:: Extracted text ::
● ● ● ●
Senior US officials held preliminary discussions with major artificial intelligence companies about the federal government purchasing equity stakes in their firms, according to three people familiar with the matter cited by NOTUS on Thursday — a move that would mark a significant shift in Washington's approach to regulating the technology sector.
"The government taking equity positions in AI companies represents a fundamental rethinking of how the state engages with transformative technology," said James Okafor, macro policy analyst at Edgen. "It moves the federal role from regulator to shareholder, which carries both oversight advantages and conflicts of interest."
The talks, whose participants and timing were not disclosed, come as the Trump administration has already accumulated ownership stakes in at least 20 private companies, according to estimates by the Cato Institute. These range from mineral producers such as MP Materials and Lithium Americas to semiconductor firms including Intel and xLight, and quantum computing leaders IBM and GlobalFoundries. Last month, the administration announced plans to take $2 billion in equity stakes across nine quantum computing companies as part of a broader push to maintain US leadership in strategically critical technologies.
The discussions signal a convergence between the administration's existing industrial policy and a separate proposal from Senator Bernie Sanders, who introduced the American AI Sovereign Wealth Fund Act. The legislation would impose a one-time 50% tax on the stock of OpenAI, Anthropic and xAI, paid in shares, depositing the equity into a public fund that would give ordinary Americans voting rights and board representation. Sanders argued in a New York Times op-ed that AI models were built on "the creative work of millions of people" that had "essentially been stolen by some of the wealthiest people in the world."
A Bipartisan Consensus Takes Shape
The emerging alignment between the independent Vermont senator and the Trump administration reflects a broader political realignment around state intervention in technology. Senator Elizabeth Warren published her own AI tax proposal in Time magazine days before Sanders' piece appeared, calling for a levy on AI to compensate workers displaced by automation. "Taxing AI is one way we make sure the winnings from AI benefit all Americans," she wrote.
The UK has already moved in a similar direction. The government launched a £500 million Sovereign AI Fund in April, designed to back AI firms and infrastructure with the state taking equity stakes and a share of any upside. Jim Rowan, the former Volvo Cars chief executive who now chairs Glasgow-based accelerator STAC, described the fund as "a massive step in the right direction" and drew parallels to Singapore's sovereign wealth funds, which were given explicit mandates to build the city-state's technological capabilities over multi-decade horizons.
● ● ● ●
(Dataset entries)
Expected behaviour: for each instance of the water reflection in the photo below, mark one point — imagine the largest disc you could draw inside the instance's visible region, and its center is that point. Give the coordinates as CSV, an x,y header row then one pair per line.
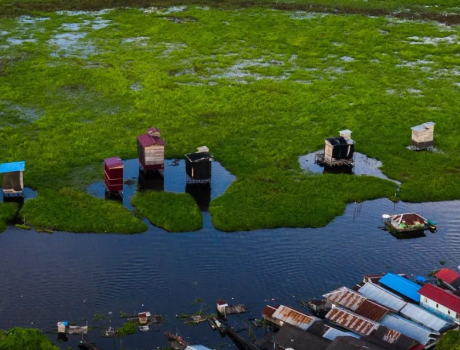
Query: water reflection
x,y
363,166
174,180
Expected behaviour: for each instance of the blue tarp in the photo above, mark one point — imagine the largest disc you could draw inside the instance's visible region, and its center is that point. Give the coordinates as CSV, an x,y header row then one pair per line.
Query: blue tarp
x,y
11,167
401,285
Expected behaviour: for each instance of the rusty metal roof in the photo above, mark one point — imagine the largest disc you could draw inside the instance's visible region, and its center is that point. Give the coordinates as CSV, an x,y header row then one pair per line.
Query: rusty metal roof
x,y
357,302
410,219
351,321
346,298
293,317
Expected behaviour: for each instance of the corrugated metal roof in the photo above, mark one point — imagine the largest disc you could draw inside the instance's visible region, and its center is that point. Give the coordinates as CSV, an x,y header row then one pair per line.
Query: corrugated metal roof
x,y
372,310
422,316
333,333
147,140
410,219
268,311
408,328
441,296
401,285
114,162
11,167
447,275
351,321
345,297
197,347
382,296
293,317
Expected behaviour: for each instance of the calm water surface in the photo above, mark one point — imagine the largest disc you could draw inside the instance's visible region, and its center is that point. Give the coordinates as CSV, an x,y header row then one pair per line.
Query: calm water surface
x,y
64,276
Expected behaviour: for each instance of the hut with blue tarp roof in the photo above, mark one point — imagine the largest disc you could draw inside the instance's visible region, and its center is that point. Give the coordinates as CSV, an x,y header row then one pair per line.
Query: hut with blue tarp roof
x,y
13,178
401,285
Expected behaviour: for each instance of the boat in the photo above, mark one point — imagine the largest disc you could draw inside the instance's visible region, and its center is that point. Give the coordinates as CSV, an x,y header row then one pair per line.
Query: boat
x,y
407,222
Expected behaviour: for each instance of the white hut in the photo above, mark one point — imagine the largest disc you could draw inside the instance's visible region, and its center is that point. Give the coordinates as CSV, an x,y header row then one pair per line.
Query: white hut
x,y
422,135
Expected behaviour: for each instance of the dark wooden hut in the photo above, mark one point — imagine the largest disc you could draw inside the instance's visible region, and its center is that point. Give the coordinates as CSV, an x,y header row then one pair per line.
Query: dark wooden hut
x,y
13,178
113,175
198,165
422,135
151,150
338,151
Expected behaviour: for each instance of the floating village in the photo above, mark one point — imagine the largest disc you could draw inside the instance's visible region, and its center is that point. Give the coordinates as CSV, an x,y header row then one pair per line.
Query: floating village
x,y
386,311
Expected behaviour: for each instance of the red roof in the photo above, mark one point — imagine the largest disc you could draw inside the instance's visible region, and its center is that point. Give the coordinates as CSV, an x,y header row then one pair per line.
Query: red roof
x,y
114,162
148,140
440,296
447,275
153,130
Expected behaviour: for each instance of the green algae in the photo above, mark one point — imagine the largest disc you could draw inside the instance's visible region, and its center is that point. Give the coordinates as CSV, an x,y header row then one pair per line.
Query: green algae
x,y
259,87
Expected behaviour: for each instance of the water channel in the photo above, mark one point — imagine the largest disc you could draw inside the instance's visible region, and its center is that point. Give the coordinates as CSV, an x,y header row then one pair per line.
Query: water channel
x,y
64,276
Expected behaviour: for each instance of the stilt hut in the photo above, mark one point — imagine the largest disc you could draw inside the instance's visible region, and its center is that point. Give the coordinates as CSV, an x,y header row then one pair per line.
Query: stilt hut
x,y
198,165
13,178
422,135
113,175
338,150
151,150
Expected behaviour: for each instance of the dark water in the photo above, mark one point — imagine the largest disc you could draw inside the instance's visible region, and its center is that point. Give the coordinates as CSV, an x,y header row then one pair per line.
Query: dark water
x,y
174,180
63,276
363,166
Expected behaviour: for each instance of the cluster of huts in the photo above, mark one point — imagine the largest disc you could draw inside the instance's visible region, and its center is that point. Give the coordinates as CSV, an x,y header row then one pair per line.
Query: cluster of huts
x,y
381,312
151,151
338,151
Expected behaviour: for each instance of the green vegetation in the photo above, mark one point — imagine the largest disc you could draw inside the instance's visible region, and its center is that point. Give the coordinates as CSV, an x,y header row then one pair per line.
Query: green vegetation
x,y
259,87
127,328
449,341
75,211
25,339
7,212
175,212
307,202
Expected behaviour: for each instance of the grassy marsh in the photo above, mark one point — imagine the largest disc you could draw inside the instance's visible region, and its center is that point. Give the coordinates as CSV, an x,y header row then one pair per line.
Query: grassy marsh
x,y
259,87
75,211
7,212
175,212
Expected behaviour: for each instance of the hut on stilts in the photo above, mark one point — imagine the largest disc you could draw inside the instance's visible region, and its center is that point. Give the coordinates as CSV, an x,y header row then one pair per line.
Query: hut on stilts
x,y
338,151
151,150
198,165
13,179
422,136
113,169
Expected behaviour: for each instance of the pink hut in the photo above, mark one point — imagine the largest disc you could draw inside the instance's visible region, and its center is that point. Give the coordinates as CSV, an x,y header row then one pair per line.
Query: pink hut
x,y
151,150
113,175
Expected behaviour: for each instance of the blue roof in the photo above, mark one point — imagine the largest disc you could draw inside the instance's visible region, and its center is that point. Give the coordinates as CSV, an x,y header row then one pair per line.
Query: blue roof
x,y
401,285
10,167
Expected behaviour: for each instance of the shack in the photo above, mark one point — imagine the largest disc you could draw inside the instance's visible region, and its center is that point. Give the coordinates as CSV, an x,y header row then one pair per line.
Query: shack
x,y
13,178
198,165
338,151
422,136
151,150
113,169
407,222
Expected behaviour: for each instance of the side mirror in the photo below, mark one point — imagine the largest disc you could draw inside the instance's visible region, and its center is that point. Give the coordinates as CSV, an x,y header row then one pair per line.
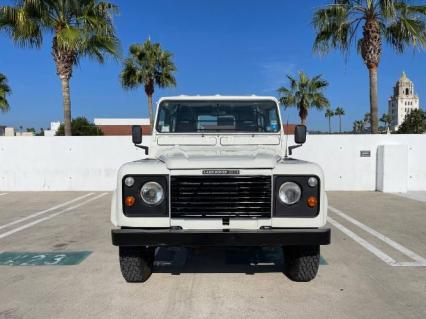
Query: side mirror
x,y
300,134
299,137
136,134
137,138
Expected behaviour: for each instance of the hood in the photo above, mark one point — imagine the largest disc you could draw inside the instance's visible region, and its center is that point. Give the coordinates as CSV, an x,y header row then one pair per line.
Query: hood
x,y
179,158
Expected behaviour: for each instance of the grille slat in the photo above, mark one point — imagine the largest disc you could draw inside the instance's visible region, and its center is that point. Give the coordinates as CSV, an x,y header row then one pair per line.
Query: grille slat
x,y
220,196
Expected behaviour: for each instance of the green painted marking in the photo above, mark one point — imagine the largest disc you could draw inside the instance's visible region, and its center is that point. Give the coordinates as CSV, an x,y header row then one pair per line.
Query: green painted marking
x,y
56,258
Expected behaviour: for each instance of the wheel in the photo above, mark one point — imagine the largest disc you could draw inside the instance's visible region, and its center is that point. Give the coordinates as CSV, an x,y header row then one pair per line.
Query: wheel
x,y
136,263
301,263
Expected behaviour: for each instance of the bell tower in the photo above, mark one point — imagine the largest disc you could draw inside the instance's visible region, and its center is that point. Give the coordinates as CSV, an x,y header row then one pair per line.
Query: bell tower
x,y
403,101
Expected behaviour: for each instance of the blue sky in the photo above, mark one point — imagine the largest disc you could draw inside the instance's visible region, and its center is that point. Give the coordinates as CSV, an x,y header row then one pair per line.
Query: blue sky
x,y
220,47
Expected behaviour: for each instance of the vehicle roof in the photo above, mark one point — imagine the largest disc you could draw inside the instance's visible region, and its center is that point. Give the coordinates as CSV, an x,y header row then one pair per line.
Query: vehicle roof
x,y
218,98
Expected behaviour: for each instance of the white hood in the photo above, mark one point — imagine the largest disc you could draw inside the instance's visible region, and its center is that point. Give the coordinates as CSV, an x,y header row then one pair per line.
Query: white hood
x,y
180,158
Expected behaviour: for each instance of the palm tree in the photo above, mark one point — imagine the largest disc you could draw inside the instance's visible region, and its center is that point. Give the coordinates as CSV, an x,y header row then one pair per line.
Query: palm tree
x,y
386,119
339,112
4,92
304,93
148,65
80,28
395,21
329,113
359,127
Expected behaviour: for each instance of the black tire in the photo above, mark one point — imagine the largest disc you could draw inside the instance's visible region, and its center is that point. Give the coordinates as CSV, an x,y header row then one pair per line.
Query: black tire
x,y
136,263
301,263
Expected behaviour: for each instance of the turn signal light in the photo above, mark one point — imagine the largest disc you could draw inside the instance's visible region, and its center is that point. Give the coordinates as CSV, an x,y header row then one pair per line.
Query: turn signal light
● ● ● ●
From the article on federal equity stakes in AI companies, list every company the text gives as an example of the Trump administration's existing ownership stakes.

:: Solution for this task ::
MP Materials, Lithium Americas, Intel, xLight, IBM, GlobalFoundries